Directive 1 - Tally how many lines of the records contain the string "wooden", treating uppercase and lowercase as distinct. Reply with the number alone.

Provided passage -
--- BEGIN ---
Private enforcement of competition laws through class actions in Australia has been rare, but has increasingly taken the form of class actions on behalf of the victims of price-fixing, bid-rigging, market-sharing and output restrictions (‘cartel conduct’) who are seeking to recover compensation for their losses. The rarity of these actions contrasts with the vigorous public enforcement by the Australian Competition and Consumer Commission (ACCC) and overseas regulators in relation to cartel conduct, and the fact that private enforcement class actions in relation to cartels are very common in the United States. In Australia, private enforcement action, especially in the form of a class action, is expensive, complex, slow and difficult to conclude. For all but the wealthiest of companies, private enforcement action to recover losses caused by cartels is inaccessible. Even in the context of class actions, where litigants can band together to share in the cost of private enforcement action and may be able to access litigation funding to facilitate it, the legal costs are disproportionately high and are likely to be prohibitive to future actions.
--- END ---
Extracted entries -
--- BEGIN ---
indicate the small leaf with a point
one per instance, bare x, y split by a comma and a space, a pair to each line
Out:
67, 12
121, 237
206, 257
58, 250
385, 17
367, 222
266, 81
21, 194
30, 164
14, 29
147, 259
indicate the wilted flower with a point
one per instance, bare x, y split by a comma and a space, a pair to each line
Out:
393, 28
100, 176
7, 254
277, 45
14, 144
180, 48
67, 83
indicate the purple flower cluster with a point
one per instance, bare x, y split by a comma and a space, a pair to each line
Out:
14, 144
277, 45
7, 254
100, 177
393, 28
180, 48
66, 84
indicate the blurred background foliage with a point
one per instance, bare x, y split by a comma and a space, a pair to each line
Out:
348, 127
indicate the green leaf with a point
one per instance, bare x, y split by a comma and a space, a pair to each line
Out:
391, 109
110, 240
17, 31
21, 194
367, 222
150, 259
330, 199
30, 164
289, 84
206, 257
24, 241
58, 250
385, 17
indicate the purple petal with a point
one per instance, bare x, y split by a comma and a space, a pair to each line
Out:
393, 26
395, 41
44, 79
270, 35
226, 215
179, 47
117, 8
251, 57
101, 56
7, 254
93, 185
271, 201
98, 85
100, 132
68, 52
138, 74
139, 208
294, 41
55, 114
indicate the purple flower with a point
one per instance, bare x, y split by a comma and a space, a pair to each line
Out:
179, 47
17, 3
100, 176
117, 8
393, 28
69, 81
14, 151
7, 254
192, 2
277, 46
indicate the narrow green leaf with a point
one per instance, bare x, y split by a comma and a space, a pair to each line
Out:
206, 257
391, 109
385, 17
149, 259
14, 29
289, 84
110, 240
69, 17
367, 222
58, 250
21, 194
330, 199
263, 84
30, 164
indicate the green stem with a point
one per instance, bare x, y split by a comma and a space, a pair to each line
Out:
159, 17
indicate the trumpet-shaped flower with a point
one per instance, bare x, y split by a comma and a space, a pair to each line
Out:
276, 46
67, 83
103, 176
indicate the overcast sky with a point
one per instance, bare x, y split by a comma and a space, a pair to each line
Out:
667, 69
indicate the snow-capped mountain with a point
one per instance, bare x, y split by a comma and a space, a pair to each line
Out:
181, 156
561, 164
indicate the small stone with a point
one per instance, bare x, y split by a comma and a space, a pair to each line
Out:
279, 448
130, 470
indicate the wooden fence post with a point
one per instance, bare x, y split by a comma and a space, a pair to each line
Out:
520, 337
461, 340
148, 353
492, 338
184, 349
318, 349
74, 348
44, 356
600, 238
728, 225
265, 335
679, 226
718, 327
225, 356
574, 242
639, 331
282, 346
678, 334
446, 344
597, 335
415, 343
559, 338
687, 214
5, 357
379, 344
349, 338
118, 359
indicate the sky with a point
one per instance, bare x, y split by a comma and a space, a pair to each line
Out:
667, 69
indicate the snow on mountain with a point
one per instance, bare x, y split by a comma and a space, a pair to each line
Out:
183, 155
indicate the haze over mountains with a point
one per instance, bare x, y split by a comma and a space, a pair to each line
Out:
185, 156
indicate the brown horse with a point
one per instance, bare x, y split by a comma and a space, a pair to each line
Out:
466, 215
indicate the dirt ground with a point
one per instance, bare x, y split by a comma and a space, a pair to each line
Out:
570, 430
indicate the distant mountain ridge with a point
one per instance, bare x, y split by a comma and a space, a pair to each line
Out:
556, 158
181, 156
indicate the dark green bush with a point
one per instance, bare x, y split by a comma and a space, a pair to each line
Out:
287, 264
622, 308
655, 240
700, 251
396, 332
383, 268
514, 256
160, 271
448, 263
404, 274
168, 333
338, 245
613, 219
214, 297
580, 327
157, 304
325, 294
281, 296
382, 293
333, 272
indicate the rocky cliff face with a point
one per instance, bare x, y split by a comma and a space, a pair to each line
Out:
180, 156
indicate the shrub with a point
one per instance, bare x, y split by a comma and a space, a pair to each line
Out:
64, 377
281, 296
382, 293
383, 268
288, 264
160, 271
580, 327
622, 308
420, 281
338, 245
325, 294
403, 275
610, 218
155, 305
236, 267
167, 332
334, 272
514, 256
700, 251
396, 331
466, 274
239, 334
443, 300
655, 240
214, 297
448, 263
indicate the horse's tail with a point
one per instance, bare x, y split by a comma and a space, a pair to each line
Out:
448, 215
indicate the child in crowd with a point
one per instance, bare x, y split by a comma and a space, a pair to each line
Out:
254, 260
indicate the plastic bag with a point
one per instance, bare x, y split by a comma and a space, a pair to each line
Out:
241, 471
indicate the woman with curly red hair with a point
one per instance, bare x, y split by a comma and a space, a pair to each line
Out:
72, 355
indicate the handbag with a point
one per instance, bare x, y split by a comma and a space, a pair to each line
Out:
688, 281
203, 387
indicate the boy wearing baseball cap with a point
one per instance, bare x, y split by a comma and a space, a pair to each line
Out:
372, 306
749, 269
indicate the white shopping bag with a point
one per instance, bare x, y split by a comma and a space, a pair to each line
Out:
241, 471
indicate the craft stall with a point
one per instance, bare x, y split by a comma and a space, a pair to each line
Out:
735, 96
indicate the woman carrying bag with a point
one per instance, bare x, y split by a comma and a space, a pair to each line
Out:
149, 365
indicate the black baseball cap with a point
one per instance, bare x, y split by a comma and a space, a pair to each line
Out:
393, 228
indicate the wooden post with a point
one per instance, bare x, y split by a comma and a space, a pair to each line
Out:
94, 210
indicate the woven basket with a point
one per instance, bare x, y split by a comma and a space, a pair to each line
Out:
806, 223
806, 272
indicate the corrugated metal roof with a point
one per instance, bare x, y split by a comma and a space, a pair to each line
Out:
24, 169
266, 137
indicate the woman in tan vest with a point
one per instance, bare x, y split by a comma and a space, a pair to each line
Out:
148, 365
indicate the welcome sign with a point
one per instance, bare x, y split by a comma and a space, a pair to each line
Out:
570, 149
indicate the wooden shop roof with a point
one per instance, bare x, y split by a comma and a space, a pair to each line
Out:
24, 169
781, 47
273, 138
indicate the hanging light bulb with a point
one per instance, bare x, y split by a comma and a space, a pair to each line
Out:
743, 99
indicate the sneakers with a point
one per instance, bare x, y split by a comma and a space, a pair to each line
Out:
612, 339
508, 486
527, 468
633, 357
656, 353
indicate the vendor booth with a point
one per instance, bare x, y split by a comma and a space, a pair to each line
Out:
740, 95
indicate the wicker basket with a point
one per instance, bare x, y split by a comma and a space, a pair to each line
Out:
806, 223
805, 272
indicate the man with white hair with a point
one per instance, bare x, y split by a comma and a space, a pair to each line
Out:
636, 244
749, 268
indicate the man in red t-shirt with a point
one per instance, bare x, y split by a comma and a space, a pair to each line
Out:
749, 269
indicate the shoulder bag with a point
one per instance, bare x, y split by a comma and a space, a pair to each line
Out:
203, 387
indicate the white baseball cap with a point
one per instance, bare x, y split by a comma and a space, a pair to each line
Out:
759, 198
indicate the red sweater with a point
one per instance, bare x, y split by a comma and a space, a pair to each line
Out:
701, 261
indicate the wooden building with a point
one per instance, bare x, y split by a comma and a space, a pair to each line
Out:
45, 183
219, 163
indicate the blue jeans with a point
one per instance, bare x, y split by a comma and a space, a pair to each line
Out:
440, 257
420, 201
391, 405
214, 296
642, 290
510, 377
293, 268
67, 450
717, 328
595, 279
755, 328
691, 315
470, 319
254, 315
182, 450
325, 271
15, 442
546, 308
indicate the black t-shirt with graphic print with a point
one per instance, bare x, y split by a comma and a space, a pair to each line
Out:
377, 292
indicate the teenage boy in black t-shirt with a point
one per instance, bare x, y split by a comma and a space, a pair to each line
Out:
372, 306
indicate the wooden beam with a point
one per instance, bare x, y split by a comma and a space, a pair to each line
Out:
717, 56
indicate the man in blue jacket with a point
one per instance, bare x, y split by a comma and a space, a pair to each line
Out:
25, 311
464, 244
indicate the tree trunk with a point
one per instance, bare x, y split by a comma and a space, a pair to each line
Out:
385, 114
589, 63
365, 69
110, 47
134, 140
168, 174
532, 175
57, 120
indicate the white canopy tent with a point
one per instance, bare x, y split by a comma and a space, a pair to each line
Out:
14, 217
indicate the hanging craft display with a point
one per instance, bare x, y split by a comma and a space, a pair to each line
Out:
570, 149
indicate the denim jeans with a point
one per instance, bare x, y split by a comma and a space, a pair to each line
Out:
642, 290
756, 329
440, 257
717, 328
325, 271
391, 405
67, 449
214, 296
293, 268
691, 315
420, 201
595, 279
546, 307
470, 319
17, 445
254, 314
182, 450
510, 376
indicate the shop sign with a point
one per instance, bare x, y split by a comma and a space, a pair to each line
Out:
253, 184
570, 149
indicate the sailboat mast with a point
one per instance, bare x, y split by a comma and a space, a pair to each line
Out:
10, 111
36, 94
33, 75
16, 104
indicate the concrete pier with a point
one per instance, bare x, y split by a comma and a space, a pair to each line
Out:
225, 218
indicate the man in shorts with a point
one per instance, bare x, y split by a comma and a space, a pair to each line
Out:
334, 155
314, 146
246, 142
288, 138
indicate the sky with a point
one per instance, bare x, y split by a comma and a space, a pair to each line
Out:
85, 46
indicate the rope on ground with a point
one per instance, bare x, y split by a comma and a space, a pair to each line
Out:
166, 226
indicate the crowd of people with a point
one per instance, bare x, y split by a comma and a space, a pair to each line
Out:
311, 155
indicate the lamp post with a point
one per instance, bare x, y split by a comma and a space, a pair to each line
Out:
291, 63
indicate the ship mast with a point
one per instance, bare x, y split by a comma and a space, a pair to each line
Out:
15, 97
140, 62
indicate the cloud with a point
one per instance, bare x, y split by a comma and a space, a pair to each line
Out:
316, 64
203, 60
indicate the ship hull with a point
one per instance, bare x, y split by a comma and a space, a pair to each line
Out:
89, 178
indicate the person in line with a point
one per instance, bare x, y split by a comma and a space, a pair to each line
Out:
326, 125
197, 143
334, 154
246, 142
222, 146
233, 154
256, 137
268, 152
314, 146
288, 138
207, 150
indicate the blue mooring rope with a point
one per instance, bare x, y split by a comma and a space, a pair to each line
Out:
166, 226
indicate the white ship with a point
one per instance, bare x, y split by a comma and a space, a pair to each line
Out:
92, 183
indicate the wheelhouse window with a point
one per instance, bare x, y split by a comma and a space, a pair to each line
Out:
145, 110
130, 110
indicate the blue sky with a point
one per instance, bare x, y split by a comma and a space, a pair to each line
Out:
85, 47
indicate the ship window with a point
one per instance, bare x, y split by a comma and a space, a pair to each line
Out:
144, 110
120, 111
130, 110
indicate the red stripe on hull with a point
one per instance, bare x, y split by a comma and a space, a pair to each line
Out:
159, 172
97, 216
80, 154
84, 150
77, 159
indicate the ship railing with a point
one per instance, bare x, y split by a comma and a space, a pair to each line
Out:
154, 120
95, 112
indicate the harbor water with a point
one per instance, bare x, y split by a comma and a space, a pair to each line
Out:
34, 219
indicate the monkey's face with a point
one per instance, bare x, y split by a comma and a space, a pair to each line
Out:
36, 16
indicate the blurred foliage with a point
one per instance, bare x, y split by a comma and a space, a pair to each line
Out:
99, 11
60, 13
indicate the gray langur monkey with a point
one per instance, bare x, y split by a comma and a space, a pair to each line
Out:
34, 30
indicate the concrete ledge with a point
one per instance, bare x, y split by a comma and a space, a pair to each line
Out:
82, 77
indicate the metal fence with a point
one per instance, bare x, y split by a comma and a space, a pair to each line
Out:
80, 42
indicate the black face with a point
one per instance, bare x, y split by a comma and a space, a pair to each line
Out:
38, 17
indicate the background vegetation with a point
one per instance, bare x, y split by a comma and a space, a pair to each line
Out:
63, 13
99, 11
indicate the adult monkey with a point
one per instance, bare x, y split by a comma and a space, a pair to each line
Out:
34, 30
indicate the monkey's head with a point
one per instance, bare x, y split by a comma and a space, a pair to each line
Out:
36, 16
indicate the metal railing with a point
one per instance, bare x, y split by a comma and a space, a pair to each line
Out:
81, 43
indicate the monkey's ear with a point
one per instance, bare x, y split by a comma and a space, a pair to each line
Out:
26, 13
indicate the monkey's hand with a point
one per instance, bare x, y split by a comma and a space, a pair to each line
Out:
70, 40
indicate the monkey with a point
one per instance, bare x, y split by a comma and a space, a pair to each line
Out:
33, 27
--- END ---
Directive 2 - According to the passage on cartel class actions in Australia, in which country are private enforcement class actions against cartels very common?

Reply 1 - 5

Reply 2 - The United States.